Une version encore plus ambitieuse de ce SPV aurait une licence bancaire et aurait ainsi accès à la BCE et son système de règlement-livraison interbancaire Target. Le but explicite d’un tel véhicule serait de contourner complètement le circuit dollar, de permettre à l’Iran de libeller ses exportations de pétrole en euros et ainsi de pouvoir acheter des biens et services facturés en euros.
La volonté politique exprimée par ce projet — à ce stade, ce n’est qu’un projet — est aussi nécessaire que louable, mais son efficacité est discutable. Le principal argument des États-Unis est de type dissuasif : "si vous faites des affaires avec l’Iran, attendez-vous à de grosses difficultés pour en faire aux États-Unis". Que l’énoncé brutal de cette loi du plus fort soit choquant n’enlève rien à son efficacité, et l’on voit mal comment des entreprises européennes pourraient l’ignorer, à part, peut-être, certaines entreprises spécialisées sur le marché iranien.
Jean-Claude Juncker explique qu’il est absurde que l’UE doive payer son pétrole en dollars et appelle à faire de l’euro un instrument de souveraineté de l’Europe. Pensez-vous que ce soit possible et à quel horizon ?
Cela fait bien longtemps que la France dénonce le "privilège exorbitant" que le rôle de monnaie mondiale du dollar américain confère aux États-Unis, sans que cette dénonciation ne se soit accompagnée de propositions réalistes pour le réduire. Le lancement de l’euro a relancé cet objectif, aujourd’hui repris par les fédéralistes comme Jean-Claude Juncker, mais aussi évoqué par certains politiques allemands, sensibles aux opportunités commerciales offertes par le marché iranien. Pour autant, il y a loin de la coupe aux lèvres. Il est vrai que le dollar américain est LA monnaie de réserve internationale, dans un sens qui va plus loin que la seule détention de réserves de change par les banques centrales des différents pays du monde. C’est la Réserve fédérale américaine (Fed) qui est, de facto plutôt que de juris, le pourvoyeur en dernier ressort de la liquidité nécessaire au fonctionnement des marchés financiers mondiaux. On l’a bien vu fin 2008 lorsque, pour éviter l’effondrement financier international qu’aurait provoqué l’intense demande mondiale de dollars si elle n’avait pas été satisfaite, la Fed a ouvert des lignes de swaps illimités avec un grand nombre de banques centrales, dont la BCE et la Banque Nationale de Suisse. De son côté, la BCE, qui utilisa ces lignes de swaps pour les besoins des banques européennes, s’est montrée très prudente lorsqu’il s’est agi de demande d’euros, comme en témoigne ses réticences vis-à-vis de la Hongrie, de la Pologne et de la Lettonie à la même période. On ne saurait le lui reprocher, car, à la différence de la Fed ou de la PBC (banque centrale chinoise), la BCE n’est pas garantie par un Etat, et doit constamment se poser la question des risques posés par ses décisions d’octroi de liquidités, ou d’acquisition d’actifs.

§ **Consigne de travail**
Recopiez mot pour mot le passage du texte sur l'euro face au dollar qui commence par « Une version encore » et se poursuit jusqu'à « facturés en euros. ».

[Extraits d'un jeu de données]

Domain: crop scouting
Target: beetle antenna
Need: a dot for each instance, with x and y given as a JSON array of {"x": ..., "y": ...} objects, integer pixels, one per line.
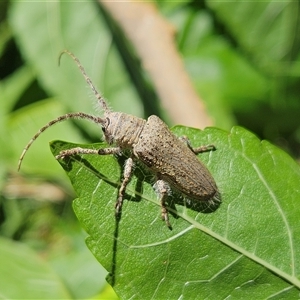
[
  {"x": 87, "y": 79},
  {"x": 77, "y": 115}
]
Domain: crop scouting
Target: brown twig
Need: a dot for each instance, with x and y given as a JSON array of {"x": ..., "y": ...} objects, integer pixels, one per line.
[{"x": 153, "y": 39}]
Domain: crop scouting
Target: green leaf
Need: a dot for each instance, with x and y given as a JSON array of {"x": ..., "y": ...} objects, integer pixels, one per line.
[
  {"x": 249, "y": 247},
  {"x": 24, "y": 275}
]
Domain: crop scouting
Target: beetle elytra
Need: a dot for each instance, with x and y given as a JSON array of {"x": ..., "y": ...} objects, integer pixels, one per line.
[{"x": 172, "y": 160}]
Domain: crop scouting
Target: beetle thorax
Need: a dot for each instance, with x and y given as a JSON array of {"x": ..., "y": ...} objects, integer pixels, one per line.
[{"x": 122, "y": 129}]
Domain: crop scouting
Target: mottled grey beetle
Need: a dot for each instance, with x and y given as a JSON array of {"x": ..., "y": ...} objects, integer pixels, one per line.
[{"x": 172, "y": 160}]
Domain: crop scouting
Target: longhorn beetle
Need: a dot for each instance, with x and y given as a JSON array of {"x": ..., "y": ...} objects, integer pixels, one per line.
[{"x": 171, "y": 159}]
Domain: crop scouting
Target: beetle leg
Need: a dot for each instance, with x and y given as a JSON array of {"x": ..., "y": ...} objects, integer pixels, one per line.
[
  {"x": 163, "y": 190},
  {"x": 128, "y": 168}
]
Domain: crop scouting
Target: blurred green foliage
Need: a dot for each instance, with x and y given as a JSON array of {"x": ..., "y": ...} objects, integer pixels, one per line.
[{"x": 243, "y": 58}]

§ **Réponse attendue**
Une version encore plus ambitieuse de ce SPV aurait une licence bancaire et aurait ainsi accès à la BCE et son système de règlement-livraison interbancaire Target. Le but explicite d’un tel véhicule serait de contourner complètement le circuit dollar, de permettre à l’Iran de libeller ses exportations de pétrole en euros et ainsi de pouvoir acheter des biens et services facturés en euros.